### TEXT SEGMENT
You probably don’t know of Arlington’s connection
to an international medical breakthrough that came as a result of a somewhat bizarre incident that occurred on an island in the Great Lakes Straits of Mackinac in 1822. The discoveries that unfolded there resulted in the 1833 publication of “Experiments and Observations on the Gastric Juice and the Physiology of Digestion” that still informs physicians and surgeons who care for us today.
OK, I know that sounds daunting, but stay with me for a few minutes, and I’ll explain how former Arlington City Manager George Campbell is linked to that far away place and what happened there 194 years ago.
In June of that year, Canadian fur trader Alexis St. Martin, age 20, was accidentally shot with a musket at close range at the trading post on little Mackinac Island off the Northern shore of Michigan. Dr. William Beaumont, a U.S. Army surgeon stationed at the nearby army post was summoned to treat St. Martin’s wound, from which he was not expected to recover.
The shot had blown off fragments
of St. Martin’s muscles, part of his stomach and internal organs, and broken a few of his ribs. For 17 days the food he ate re-emerged from his gastric wound. Then, the food began to stay in his stomach, and his colon began to function again.
When the wound healed, as described in the Wikipedia account of what occurred, the edge of the hole in his stomach had attached itself to the hole in the skin, creating a permanent gastric fistula.
That provided a window of sorts for Beaumont to literally watch the processes of digestion. He would observe to what extent various foods were digested by attaching them to a string and pulling it out at different intervals to observe what had taken place.
He would also extract samples of gastric acid for analysis. Some of that he used to “digest” bits of food in cups. All of this led to the important discovery that the stomach acid, and not solely the mashing, pounding and squeezing of the stomach, digests the food into nutrients the stomach can use.

### PROVIDED RECORDS

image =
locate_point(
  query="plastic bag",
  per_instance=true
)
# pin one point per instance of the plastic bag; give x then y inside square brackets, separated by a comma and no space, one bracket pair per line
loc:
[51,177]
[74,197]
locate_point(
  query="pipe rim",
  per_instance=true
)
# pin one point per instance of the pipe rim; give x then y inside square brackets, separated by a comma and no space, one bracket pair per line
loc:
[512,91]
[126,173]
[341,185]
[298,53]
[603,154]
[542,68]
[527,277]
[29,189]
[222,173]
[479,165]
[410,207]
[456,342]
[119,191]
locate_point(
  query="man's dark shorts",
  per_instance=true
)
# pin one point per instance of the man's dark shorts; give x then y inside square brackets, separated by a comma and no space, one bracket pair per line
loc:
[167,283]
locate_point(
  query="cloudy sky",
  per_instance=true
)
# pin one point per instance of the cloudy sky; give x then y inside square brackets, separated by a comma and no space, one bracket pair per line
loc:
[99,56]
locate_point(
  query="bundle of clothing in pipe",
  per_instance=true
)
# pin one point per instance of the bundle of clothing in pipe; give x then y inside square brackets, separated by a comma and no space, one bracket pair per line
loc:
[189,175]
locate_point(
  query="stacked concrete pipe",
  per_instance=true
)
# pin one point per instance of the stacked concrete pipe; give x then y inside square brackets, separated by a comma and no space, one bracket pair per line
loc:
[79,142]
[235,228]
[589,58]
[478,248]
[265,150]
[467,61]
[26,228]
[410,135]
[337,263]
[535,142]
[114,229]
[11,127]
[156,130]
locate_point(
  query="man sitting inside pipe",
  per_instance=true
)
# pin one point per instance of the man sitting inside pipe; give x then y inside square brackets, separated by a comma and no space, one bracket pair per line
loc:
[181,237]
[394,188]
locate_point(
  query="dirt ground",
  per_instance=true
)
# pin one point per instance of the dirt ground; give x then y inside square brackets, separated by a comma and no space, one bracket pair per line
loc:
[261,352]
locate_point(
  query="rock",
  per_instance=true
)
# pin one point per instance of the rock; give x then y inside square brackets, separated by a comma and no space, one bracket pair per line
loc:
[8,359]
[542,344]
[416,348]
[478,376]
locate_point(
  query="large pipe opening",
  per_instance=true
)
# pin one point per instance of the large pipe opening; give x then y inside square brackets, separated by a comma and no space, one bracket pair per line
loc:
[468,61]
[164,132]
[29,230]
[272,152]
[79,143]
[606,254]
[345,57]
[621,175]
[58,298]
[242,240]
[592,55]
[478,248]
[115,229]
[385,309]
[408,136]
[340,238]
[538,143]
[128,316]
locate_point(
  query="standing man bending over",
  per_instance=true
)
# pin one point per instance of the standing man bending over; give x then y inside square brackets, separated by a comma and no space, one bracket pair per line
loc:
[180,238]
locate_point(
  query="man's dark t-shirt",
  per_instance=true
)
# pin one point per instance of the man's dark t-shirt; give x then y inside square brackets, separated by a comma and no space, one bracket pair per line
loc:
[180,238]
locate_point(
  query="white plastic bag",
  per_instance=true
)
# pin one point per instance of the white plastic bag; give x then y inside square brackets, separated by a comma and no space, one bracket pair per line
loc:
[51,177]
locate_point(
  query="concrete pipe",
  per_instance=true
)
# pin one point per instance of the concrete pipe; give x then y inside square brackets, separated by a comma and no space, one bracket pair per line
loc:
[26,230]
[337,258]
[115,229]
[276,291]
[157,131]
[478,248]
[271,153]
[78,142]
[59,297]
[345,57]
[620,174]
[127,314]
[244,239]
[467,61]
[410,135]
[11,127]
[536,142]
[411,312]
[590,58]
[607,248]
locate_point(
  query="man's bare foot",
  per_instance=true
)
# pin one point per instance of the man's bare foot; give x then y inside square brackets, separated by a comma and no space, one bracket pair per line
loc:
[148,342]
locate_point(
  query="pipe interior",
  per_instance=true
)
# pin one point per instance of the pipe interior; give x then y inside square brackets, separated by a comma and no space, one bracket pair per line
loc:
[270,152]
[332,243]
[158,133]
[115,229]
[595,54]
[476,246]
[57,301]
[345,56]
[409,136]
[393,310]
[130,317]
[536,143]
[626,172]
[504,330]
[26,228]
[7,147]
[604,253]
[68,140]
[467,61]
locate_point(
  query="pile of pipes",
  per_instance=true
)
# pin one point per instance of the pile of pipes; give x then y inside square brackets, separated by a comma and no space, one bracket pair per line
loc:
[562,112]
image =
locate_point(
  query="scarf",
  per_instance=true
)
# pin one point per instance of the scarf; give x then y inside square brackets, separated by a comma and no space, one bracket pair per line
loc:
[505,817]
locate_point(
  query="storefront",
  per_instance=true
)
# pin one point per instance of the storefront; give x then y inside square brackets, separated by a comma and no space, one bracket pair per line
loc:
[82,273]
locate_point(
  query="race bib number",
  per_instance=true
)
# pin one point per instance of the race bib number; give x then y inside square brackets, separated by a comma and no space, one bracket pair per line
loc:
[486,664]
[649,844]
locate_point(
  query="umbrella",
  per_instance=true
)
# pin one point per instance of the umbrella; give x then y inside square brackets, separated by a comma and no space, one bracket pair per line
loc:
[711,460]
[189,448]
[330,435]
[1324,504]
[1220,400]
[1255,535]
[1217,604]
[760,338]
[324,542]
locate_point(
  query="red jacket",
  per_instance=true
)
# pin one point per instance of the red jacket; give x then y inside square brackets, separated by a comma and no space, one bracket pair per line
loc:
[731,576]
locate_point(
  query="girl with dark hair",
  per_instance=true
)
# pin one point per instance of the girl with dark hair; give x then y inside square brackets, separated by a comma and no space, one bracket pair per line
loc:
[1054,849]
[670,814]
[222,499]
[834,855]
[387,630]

### EXERCISE SET
1. Using the article on Beaumont's digestion research, decide whether each statement agrees with it: (a) Alexis St. Martin was 20 years old when he was shot. (b) During the first 17 days after the shooting, the food St. Martin ate stayed in his stomach. (c) Beaumont tied foods to a string and pulled them out at different intervals.
2. Pick up the article on Beaumont's digestion research after its last sentence and keep writing it.

### EXPECTED RESPONSES
1.
(a) Yes: "Canadian fur trader Alexis St. Martin, age 20, was accidentally shot with a musket at close range"
(b) No: "For 17 days the food he ate re-emerged from his gastric wound."
(c) Yes: "by attaching them to a string and pulling it out at different intervals to observe what had taken place"

2.
The breakthrough was the discovery that digestion
was primarily a chemical process and not a mechanical one. Up to that time, doctors had thought most of the digestive processes occurred in the mouth. Beaumont would continue to make these observations and conduct experiments on his patient for the next 11 years. He expanded his studies into the effects that temperature, exercise and even emotions have on the digestive process.
Actually, it wasn’t so much that St. Martin was so cooperative for Beaumont having saved his life, as it was that he had become the doctor’s servant under a contract that called for him to perform various duties for the physician. Interestingly, St. Martin outlived his doctor by 27 years. Beaumont died as a result of slipping on ice-covered steps. He is buried at Bellefontaine Cemetery in St. Louis, along with other important historic figures, including William Clark, partner of Meriwether Lewis (who, with Clark, comprised the team of noted explorers of the Louisiana Purchase territory).
So, what, you may ask, is Arlington’s former city manager connection with this breakthrough in the workings of the human digestive system? George Campbell is Dr. Beaumont’s great-great- great grandson.
George, his wife, daughter and brother were special guests for groundbreaking ceremonies for the 1.1-million- square- foot William Beaumont Army Medical Center at Fort Bliss in El Paso – just one of a number of medical facilities around the country where the famous physician has been honored.
Part of Beaumont’s decision to bequeath his medical tools and papers to the University of Chicago was based on the school’s agreement to admit on scholarship any of Dr. Beaumont’s descendants as students.
George’s grandson Nick, now a freshman at The Oakridge School in Arlington, may become the latest beneficiary of his ancestor’s discovery and his informing the world of what happens after we finish eating.